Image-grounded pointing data
+-------+

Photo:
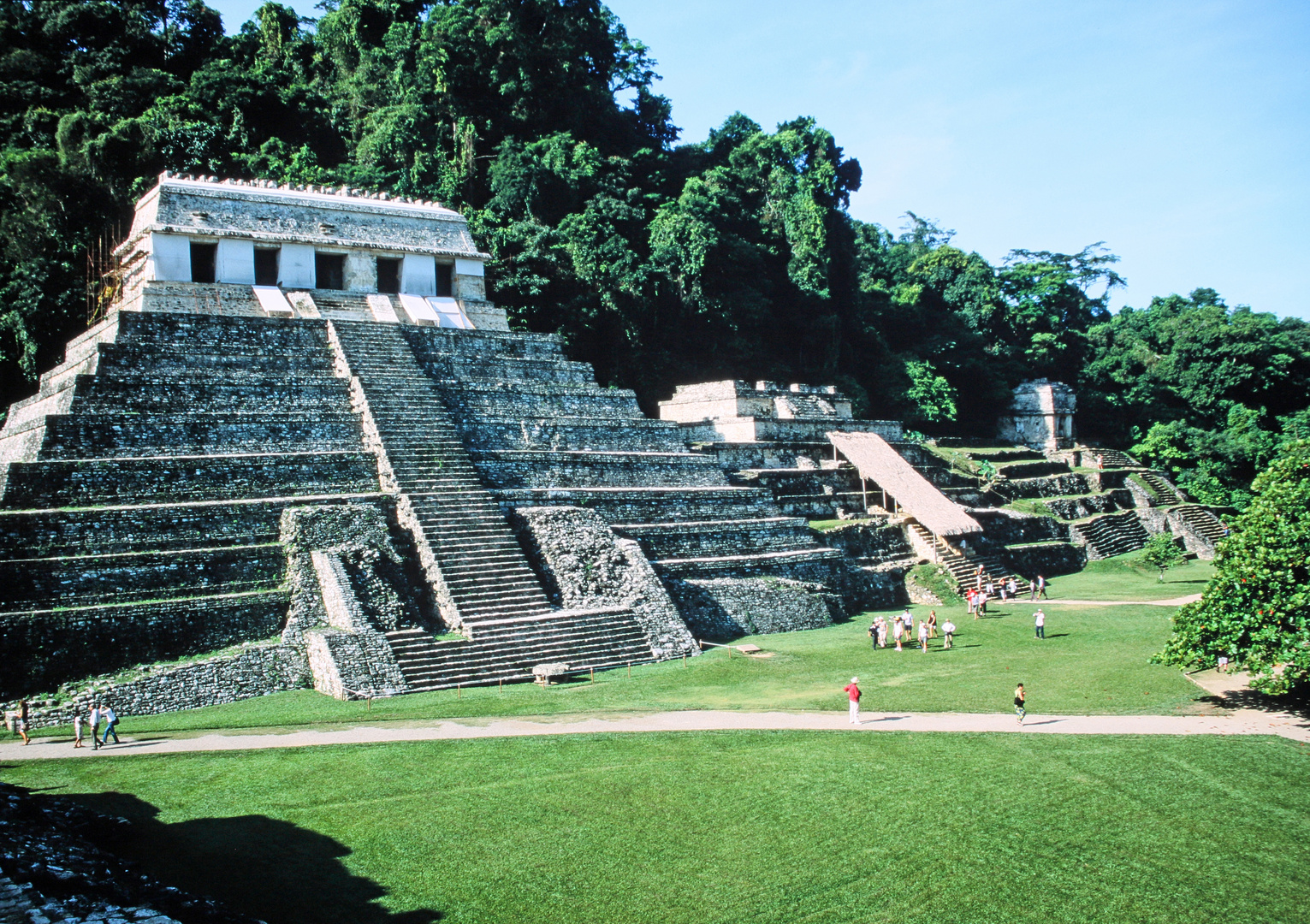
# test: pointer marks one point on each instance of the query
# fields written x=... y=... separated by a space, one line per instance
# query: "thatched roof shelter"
x=880 y=463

+-------+

▶ _Your task_
Could you output exactly the lines from the one containing "# test: pointer" to the end of the entries above, both included, and no others?

▶ _Output below_
# test: pointer marks one point on each instance of the query
# fields written x=... y=... separated by a space, one line per instance
# query: "thatched roof shelter"
x=880 y=463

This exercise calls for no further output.